Passage for review -
How to Eat and Drink Wheat-Free at the Bar

When you’re changing to a wheat-free lifestyle or diet, it’s important to think about not only what you eat, but what you drink. Whether you're meeting for drinks after work or over a business dinner to close a deal, alcohol is usually at the center of the gathering.

Calling the bar or restaurant to see whether it's equipped to meet your wheat-free needs and/or you can bring your own bottle lets you stay wheat-free and enjoy a glass of your favorite alcoholic beverage.

The temptation to drink at work or business functions can be very strong. If you're not prepared, you may find yourself in trouble, especially if you're highly sensitive to wheat or gluten. Even though avoiding wheat when having a drink is possible, remember that many mixed drinks contain sugary juices that greatly affect your blood sugar and insulin levels.

When you want to enjoy an adult beverage, here's what to be on the lookout for in each of the three categories of alcohol:

  • Beer: Beer is wheat-free but not gluten-free, so if you're not avoiding gluten, beer is an okay option. Traditionally, beer is made with barley, which contains gluten. However, brewers are now using buckwheat, millet, and sorghum in place of barley to remove the gluten.

    Gluten-free beers can be difficult to find because of their seasonal and regional limitations. If a restaurant doesn't carry what you're looking for, you may want to consider one of its gluten-free alcoholic options.

  • Liquor: Presumably, distillation eliminates gluten from the wheat, barley, and rye that's used in making gin, vodka, and whiskey, creating a gluten-free drink. However, some makers don't fully distill the alcohol to the point that all the gluten is removed, and some add gluten-containing grain to give the drink a more palatable flavor and color.

Data listing -
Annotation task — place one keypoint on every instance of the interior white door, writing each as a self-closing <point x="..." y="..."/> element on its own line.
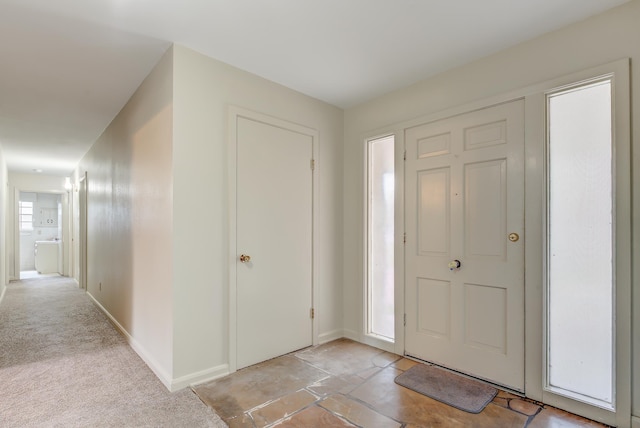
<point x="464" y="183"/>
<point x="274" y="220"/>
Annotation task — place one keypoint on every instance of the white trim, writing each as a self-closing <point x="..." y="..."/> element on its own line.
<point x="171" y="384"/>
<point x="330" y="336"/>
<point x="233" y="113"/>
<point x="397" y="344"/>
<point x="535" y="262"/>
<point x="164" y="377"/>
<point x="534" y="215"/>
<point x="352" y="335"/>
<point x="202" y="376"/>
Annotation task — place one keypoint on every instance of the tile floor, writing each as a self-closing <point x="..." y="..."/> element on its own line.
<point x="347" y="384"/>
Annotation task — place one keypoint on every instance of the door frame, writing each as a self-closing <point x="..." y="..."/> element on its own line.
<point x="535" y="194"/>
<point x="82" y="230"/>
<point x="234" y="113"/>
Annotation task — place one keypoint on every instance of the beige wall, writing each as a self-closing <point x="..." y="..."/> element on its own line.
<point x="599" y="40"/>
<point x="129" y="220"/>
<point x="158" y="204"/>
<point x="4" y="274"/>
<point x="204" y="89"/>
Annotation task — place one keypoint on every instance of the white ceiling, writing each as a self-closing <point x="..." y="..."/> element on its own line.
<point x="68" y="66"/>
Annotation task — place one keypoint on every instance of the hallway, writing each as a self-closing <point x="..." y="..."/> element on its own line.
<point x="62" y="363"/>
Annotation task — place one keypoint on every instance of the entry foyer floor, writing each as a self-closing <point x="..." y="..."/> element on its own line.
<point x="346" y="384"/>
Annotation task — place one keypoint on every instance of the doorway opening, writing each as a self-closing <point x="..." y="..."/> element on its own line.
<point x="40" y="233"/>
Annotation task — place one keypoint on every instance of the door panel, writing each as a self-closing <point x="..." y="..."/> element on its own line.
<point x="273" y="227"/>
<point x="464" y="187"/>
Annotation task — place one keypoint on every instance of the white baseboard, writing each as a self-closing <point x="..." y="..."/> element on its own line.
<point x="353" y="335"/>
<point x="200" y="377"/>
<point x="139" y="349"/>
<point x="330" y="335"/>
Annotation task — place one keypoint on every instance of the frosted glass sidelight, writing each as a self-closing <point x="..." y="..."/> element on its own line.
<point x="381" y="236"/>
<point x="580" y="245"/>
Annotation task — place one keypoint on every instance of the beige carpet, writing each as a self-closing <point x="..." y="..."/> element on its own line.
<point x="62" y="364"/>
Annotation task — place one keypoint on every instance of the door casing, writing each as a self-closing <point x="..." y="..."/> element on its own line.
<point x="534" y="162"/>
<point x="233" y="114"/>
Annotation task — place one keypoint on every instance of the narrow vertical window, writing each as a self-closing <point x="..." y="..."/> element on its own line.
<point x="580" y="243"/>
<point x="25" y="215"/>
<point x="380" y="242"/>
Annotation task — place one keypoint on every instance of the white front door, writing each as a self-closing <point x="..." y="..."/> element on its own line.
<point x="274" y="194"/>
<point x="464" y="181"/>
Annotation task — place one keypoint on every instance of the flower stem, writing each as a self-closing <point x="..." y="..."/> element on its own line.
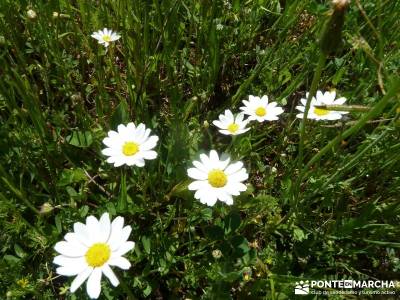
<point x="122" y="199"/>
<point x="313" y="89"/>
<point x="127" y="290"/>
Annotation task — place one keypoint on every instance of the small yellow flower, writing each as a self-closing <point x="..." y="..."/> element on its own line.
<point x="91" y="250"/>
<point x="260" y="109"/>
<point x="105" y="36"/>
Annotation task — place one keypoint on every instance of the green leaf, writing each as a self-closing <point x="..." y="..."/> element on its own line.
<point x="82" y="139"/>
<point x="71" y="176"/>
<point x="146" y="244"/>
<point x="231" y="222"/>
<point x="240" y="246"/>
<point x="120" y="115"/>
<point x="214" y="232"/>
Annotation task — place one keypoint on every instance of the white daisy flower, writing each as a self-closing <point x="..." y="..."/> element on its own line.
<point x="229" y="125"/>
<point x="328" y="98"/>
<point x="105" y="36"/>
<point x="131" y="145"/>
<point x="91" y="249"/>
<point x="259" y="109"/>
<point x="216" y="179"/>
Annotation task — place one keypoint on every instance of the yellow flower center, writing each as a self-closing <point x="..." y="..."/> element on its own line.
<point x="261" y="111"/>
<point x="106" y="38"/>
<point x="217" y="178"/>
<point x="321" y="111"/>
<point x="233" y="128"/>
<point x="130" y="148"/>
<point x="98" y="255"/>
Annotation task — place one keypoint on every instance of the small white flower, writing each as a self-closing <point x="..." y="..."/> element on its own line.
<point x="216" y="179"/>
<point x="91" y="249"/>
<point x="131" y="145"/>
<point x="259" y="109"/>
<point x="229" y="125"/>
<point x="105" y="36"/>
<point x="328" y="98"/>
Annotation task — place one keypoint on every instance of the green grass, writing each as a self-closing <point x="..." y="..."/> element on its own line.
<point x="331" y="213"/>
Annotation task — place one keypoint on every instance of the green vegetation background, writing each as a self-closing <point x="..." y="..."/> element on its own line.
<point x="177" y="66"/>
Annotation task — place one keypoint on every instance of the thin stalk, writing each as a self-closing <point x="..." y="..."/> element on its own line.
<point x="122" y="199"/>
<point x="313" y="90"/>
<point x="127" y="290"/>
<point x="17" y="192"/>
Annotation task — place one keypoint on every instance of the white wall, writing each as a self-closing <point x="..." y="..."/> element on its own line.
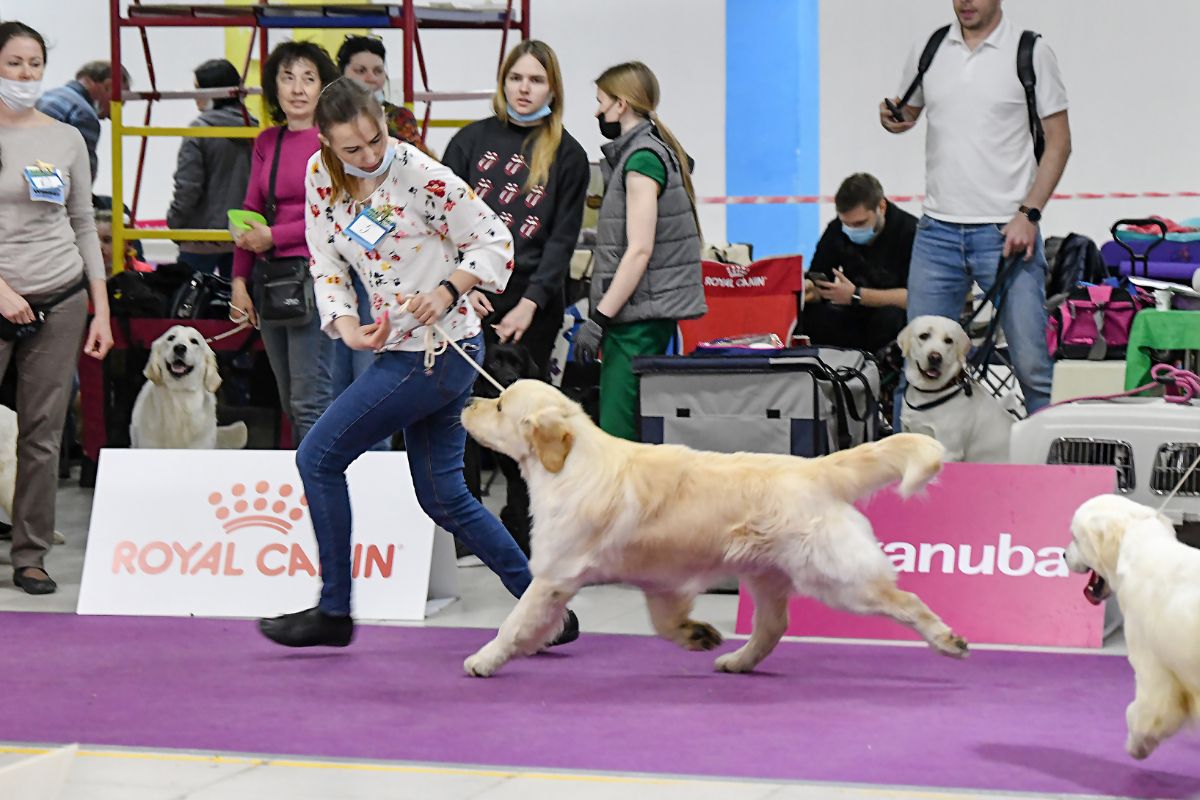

Activity - Please continue the guide on eating and drinking wheat-free at the bar, picking up right after its last sentence.

Written answer -
    Although most hard liquor is considered safe, if you suffer from celiac disease or are gluten intolerant, you may want to err on the side of caution. Look for non-grain liquors such as brandy, rum, tequila, potato-based vodka, and juniper berry-based gin.

  • Wine: Wine is made from the fermentation of grapes and therefore is generally regarded as being wheat- and gluten-free. However, some wine makers add food coloring and flavoring that contains wheat, age their wine in barrels that contain wheat paste, or use wheat to fine their wine for clarity and sediment removal.

    Added colors and flavors are usually found in dessert wines that have a strong fruit flavor. If you look hard enough, you can find organic wines that are free of these practices and additives, rendering them wheat-free.

Most restaurants won't give you an ingredient list for drinks unless you ask. Even then, they may be reluctant to give out any recipe secrets. When in doubt, play it safe and stick to beverages you know to be wheat-free.